▶ Selected text
--

This is surprising enough; but more remains behind. Dining shortly afterwards with M. des Armoises, member of one of the oldest families in Lorraine, Father Vignier was invited to look over the family archives, that he might satisfy his curiosity regarding certain ancestors of his host. And on looking over the family register, what was his astonishment at finding a contract of marriage between Robert des Armoises, Knight, and Jeanne d'Arcy, the so-called Maid of Orleans!
In 1740, some time after these occurrences, there was found, in the town hall of Orleans, a bill of one Jacques l'Argentier, of the year 1436, in which mention is made of a small sum paid for refreshments furnished to a messenger who had brought letters from the Maid of Orleans, and of twelve livres given to Jean du Lis, brother of Jeanne d'Arc, to help him pay the expenses of his journey back to his sister. Then come two charges which we shall translate literally. "To the sieur de Lis, 18th October, 1436, for a journey which he made through the said city while on his way to the Maid, who was then at Erlon in Luxembourg, and for carrying letters from Jeanne the Maid to the King at Loicher, where he was then staying, six livres." And again: "To Renard Brune, 25th July, 1435, at evening, for paying the hire of a messenger who was carrying letters from Jeanne the Maid, and was on his way to William Beliers, bailiff of Troyes, two livres."

--

▶ Requirement 1
Quote the passage on the Maid of Orleans word for word, from "This is surprising" through "Maid of Orleans!".
▶ Requirement 2
According to the passage on the Maid of Orleans, how much was given to Jean du Lis to help him pay the expenses of his journey back to his sister?
▶ Requirement 3
Carry on the passage about the Maid of Orleans, picking up after its final sentence.

▶ Record excerpts
--

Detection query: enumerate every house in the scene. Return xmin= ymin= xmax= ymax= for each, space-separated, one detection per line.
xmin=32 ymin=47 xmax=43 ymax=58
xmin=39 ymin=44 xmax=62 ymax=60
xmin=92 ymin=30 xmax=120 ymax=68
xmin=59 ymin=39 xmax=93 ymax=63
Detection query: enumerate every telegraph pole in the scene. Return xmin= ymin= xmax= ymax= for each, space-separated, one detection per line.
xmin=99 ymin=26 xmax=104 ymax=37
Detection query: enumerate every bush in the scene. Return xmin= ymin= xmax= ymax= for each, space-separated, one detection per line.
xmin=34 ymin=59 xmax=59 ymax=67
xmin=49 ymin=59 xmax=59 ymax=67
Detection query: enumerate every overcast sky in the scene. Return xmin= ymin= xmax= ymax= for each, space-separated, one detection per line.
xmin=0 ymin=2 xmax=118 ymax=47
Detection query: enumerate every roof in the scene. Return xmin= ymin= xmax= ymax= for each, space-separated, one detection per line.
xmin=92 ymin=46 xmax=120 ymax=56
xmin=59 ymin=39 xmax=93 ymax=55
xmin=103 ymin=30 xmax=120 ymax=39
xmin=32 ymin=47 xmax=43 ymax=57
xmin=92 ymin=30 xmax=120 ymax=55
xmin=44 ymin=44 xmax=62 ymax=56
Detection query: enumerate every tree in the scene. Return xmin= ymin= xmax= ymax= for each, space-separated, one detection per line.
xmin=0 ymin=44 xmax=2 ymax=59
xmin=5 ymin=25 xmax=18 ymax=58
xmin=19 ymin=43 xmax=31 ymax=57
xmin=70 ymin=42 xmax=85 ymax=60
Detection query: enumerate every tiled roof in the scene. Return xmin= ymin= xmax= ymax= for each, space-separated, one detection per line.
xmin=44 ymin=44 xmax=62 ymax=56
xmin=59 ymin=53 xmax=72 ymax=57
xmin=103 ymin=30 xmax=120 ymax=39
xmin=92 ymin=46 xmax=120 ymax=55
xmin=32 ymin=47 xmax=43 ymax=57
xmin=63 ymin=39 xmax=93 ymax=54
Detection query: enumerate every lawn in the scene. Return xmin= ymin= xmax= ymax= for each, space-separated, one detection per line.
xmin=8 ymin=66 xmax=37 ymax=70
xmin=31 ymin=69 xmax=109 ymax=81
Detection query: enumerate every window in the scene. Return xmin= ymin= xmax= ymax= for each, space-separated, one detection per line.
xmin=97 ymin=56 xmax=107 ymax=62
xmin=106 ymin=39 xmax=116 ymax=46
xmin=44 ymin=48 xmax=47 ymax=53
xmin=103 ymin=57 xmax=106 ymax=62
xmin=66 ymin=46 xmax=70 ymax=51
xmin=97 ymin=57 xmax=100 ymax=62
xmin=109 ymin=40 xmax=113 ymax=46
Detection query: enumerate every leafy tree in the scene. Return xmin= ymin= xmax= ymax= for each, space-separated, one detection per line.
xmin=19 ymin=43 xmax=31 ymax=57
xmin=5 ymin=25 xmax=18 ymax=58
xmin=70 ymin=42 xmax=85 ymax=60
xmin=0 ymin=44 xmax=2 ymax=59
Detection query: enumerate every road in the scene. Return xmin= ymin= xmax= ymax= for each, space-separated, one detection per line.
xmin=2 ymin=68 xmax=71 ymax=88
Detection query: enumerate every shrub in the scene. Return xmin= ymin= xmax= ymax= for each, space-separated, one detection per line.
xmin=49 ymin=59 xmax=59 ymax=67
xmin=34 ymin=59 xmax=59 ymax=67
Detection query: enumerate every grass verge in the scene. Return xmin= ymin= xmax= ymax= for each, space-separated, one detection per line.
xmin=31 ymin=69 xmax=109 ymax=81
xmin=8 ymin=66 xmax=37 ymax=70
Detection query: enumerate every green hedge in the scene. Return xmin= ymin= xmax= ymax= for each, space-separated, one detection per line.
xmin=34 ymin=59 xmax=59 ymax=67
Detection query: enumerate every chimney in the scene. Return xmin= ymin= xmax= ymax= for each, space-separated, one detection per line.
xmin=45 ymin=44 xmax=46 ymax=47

--

▶ Exercise response 1
This is surprising enough; but more remains behind. Dining shortly afterwards with M. des Armoises, member of one of the oldest families in Lorraine, Father Vignier was invited to look over the family archives, that he might satisfy his curiosity regarding certain ancestors of his host. And on looking over the family register, what was his astonishment at finding a contract of marriage between Robert des Armoises, Knight, and Jeanne d'Arcy, the so-called Maid of Orleans!

▶ Exercise response 2
Twelve livres.

▶ Exercise response 3
As no doubt has been thrown upon the genuineness of these documents, it must be considered established that in 1436, five years after the public execution at Rouen, a young woman, believed to be the real Jeanne d'Arc, was alive in Lorraine and was married to a M. Hermoises or Armoises. She may, of course, have been an impostor; but in this case it is difficult to believe that her brothers, Jean and Pierre, and the people of Lorraine, where she was well known, would not have detected the imposture at once. And that Jean du Lis, during a familiar intercourse of at least several months, as indicated in the above extracts, should have continued to mistake a stranger for his own sister, with whom he had lived from childhood, seems a very absurd supposition. Nor is it likely that an impostor would have exposed herself to such a formidable test. If it had been a bold charlatan who, taking advantage of the quite general belief, to which we have ample testimony, that there was something more in the execution at Rouen than was allowed to come to the surface, had resolved to usurp for herself the honours due to the woman who had saved France, she would hardly have gone at the outset to a part of the country where the real Maid had spent nearly all her life. Her instant detection and exposure, perhaps a disgraceful punishment, would have been inevitable. But if this person were the real Jeanne, escaped from prison or returning from an exile dictated by prudence, what should she have done but go straightway to the haunts of her childhood, where she might meet once more her own friends and family?